* EXERCISE: Should any entry look odd, write it out exactly anyway, along with all the rest.

* RECORDED DATA:
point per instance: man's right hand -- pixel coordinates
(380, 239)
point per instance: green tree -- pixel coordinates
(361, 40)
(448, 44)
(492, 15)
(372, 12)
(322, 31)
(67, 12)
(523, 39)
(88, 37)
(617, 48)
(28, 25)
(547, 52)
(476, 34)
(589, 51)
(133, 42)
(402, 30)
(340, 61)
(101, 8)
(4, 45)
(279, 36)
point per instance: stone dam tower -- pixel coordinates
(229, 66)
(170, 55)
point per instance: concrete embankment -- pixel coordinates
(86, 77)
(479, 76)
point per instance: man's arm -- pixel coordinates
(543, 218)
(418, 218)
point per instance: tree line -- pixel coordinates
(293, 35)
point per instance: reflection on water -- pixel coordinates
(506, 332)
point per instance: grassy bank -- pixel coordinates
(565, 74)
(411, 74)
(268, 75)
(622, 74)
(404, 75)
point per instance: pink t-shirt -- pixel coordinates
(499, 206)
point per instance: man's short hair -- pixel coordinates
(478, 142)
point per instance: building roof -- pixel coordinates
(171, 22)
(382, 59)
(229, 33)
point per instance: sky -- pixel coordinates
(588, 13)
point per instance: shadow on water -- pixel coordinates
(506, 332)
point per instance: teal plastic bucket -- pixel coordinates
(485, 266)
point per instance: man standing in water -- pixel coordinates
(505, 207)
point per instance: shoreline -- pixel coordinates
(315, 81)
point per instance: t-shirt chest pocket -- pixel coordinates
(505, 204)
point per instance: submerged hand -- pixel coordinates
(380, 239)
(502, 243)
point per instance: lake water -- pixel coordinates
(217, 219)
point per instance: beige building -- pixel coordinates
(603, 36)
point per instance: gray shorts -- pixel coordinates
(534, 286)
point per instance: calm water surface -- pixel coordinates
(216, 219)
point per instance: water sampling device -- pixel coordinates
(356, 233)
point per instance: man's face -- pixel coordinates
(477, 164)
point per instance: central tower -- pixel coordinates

* SOLUTION TO THIS PROBLEM:
point per instance: man's right hand -- pixel coordinates
(380, 239)
point per instance: green tree -- pixel coordinates
(361, 40)
(448, 44)
(492, 15)
(372, 12)
(322, 31)
(67, 12)
(523, 39)
(88, 37)
(617, 48)
(28, 25)
(547, 52)
(476, 34)
(589, 51)
(133, 42)
(402, 30)
(340, 61)
(101, 8)
(4, 45)
(279, 36)
point per instance: stone dam tower -- pixel coordinates
(229, 66)
(170, 55)
point per instance: concrete embankment -- pixel coordinates
(86, 77)
(479, 76)
point per instance: man's arm -- pixel coordinates
(543, 218)
(418, 218)
point per instance: tree line -- pixel coordinates
(293, 35)
point per instance: reflection on water -- pixel coordinates
(506, 332)
point per instance: grassy bank -- pixel coordinates
(565, 74)
(411, 74)
(268, 75)
(622, 74)
(404, 75)
point per instance: pink t-shirt -- pixel coordinates
(499, 206)
point per instance: man's short hair -- pixel coordinates
(478, 142)
point per instance: building roof -- pixel coordinates
(171, 22)
(382, 59)
(229, 33)
point per instance: sky -- pixel coordinates
(588, 13)
point per instance: shadow on water -- pixel coordinates
(506, 332)
point per instance: teal plastic bucket -- pixel coordinates
(485, 266)
point per instance: man standing in water -- pixel coordinates
(505, 207)
point per instance: shoreline -- pixel coordinates
(315, 81)
point per instance: t-shirt chest pocket -- pixel coordinates
(505, 204)
point per instance: submerged hand -- pixel coordinates
(380, 239)
(502, 243)
point per instance: lake water -- pixel coordinates
(217, 219)
point per instance: beige building -- pixel coordinates
(603, 36)
point per instance: gray shorts -- pixel coordinates
(534, 286)
point per instance: calm water surface -- pixel coordinates
(216, 219)
point per instance: water sampling device -- pixel coordinates
(356, 233)
point per instance: man's face -- pixel coordinates
(477, 164)
point per instance: central tower -- pixel coordinates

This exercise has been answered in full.